Write out the entries again exactly as they are given.

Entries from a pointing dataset
## start

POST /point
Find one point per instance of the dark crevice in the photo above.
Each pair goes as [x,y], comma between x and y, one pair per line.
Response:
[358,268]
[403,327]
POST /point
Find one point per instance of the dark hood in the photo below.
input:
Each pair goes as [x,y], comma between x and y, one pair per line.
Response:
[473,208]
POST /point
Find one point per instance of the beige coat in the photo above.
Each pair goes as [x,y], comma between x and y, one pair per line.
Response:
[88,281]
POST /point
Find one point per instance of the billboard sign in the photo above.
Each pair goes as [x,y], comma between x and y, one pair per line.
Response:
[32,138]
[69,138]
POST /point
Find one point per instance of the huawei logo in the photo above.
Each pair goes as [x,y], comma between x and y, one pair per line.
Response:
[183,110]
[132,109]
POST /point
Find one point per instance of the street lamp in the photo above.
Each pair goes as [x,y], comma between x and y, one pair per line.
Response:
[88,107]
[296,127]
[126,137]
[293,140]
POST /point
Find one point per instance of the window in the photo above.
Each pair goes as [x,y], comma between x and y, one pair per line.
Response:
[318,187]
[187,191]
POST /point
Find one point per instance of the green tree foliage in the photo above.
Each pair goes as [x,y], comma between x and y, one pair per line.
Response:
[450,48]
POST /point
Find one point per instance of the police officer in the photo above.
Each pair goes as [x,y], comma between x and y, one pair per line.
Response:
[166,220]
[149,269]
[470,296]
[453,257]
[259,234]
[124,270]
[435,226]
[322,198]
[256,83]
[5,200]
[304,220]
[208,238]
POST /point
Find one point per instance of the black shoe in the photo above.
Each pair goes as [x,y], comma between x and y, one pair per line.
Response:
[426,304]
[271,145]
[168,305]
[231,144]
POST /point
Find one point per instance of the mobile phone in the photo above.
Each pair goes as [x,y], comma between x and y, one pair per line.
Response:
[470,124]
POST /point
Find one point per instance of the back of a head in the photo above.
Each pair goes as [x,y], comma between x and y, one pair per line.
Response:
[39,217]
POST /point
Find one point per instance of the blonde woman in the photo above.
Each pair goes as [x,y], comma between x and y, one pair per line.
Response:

## end

Finished task
POST /point
Find one point per instance of the dark crevice in the photo above.
Each pair goes as [x,y], comma between x and y, one pair per line.
Response:
[358,268]
[403,327]
POST /point
Find one point per instance of the dark hood in the photo below.
input:
Each pair goes as [x,y], comma between x and y, one pair per line.
Response:
[473,208]
POST /point
Find one point per instance of the beige coat in the photo above.
Each pair goes as [x,y], comma between x and y, one pair per line.
Response:
[88,281]
POST /point
Find one point per instance of the billboard sign in the photo above.
Each pair goes as [x,y], comma between x and y, one pair per line.
Response:
[32,138]
[69,138]
POST /point
Find one point per instance of the huawei logo in the photo above.
Each pair goes as [x,y], comma between x and y, one pair per line.
Response:
[183,110]
[132,109]
POST /point
Find one point per instance of the street lamp in the photo above.
Each pair goes as [x,y], comma between x and y, one pair per line.
Response:
[88,107]
[296,127]
[126,137]
[293,140]
POST /point
Find one point per instance of the window in the photo above.
Each pair goes as [x,y], comma between x and y, one pair per line.
Response:
[318,187]
[187,191]
POST /point
Find one point per instance of the green tree foliage in the photo above.
Each pair goes as [x,y], comma between x and y, one pair per line.
Response:
[450,48]
POST /point
Find one point per instance of the police officer in the photo above.
Each pair goes as [x,y], comma between x and y, one pair per line.
Response:
[166,220]
[149,269]
[470,296]
[453,257]
[259,234]
[124,270]
[435,226]
[322,198]
[256,83]
[5,200]
[304,220]
[208,238]
POST /point
Find one point per instance of the black shoe in the photo above.
Each pair goes as [x,y], comma between x and y, one pair per line.
Response:
[426,304]
[271,145]
[168,305]
[231,144]
POST /point
Find one point per instance of the mobile phone in the photo above.
Each pair goes as [x,y], comma between x and y, one pair per line.
Response:
[470,124]
POST /point
Find one point per instance of the back of a head in the photo above.
Each pair goes as [x,y], comma between x and y, one pair per line.
Response:
[39,217]
POST /point
Find one point per instance of the blonde woman in the photo above.
Each pair goes as [x,y], comma between x and y, one pair per line.
Response:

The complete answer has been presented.